Start of Records for processing
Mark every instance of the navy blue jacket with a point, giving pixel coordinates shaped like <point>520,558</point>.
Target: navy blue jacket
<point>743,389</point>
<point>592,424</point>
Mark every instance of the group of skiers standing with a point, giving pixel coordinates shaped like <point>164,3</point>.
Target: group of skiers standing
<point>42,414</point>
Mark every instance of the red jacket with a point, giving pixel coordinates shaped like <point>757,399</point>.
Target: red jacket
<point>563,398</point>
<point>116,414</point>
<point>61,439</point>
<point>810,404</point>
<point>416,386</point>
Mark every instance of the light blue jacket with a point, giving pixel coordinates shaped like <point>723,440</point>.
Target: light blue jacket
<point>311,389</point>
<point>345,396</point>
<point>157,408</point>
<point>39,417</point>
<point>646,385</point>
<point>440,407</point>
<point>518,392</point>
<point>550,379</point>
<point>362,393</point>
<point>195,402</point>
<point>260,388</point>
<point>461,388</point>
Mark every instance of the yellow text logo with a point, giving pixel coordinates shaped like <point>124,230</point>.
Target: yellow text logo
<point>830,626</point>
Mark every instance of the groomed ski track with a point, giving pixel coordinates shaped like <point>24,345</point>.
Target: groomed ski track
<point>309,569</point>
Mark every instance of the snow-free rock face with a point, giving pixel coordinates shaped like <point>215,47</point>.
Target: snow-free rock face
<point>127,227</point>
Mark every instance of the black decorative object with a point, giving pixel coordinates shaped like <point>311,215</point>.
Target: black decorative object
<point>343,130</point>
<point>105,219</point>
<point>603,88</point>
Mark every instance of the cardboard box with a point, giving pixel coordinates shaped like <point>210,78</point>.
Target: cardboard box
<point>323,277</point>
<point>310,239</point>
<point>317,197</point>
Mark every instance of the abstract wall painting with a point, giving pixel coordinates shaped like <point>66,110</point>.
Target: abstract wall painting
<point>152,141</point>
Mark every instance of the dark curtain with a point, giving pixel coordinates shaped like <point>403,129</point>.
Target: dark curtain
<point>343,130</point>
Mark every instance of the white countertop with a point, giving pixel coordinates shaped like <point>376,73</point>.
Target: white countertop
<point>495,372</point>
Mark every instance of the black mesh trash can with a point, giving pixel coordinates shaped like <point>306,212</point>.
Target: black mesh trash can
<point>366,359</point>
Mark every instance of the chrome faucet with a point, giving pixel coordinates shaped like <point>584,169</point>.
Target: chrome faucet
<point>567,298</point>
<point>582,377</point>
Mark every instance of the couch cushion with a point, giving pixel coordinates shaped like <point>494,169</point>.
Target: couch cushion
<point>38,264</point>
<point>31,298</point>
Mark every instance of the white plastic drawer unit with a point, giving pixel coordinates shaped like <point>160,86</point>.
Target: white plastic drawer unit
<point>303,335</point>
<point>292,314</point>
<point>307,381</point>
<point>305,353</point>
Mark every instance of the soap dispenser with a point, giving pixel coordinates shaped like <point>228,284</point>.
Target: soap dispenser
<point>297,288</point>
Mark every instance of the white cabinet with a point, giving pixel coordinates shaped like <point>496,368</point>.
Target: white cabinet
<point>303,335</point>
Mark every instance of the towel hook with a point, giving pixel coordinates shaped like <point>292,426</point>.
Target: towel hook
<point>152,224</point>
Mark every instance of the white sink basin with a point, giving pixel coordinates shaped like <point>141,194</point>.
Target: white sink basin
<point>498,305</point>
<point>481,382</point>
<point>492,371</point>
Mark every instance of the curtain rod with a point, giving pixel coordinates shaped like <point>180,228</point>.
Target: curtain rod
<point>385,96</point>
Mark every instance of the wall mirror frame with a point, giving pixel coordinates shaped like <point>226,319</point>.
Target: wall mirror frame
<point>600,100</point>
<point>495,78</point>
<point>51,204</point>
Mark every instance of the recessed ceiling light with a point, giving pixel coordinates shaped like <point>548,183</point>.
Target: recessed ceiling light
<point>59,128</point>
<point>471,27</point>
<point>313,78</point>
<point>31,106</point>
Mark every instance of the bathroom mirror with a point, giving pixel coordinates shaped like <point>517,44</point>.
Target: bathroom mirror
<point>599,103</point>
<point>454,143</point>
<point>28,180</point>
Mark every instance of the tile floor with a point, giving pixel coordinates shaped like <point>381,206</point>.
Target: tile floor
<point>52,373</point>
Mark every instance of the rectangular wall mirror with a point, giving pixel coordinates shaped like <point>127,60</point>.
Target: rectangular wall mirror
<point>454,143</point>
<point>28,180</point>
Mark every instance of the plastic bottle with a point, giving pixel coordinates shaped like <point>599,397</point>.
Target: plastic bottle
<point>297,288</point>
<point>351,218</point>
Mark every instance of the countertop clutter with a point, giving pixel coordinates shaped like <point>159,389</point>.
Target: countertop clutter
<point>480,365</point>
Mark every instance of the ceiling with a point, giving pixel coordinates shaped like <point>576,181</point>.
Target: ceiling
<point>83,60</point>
End of Records for processing
▶ _Requirement_
Restate word for word only the lines running from the beginning of the data to the line holding "Mark every instance of the light", both included.

▶ _Exercise response_
Mark every instance of the navy blue jacket with a point, giving pixel coordinates shaped like <point>520,558</point>.
Target: navy blue jacket
<point>743,389</point>
<point>592,424</point>
Mark every instance of the group of skiers standing with a point, giving pixel coordinates shaped like <point>164,3</point>.
Target: group of skiers standing
<point>42,414</point>
Mark every instance of the red jacket with a point, giving pixel coordinates shaped like <point>757,399</point>.
Target: red jacket
<point>563,398</point>
<point>116,414</point>
<point>61,439</point>
<point>810,404</point>
<point>416,386</point>
Mark every instance of the light blue jacket with a point, giving pixel coordinates shaped like <point>723,440</point>.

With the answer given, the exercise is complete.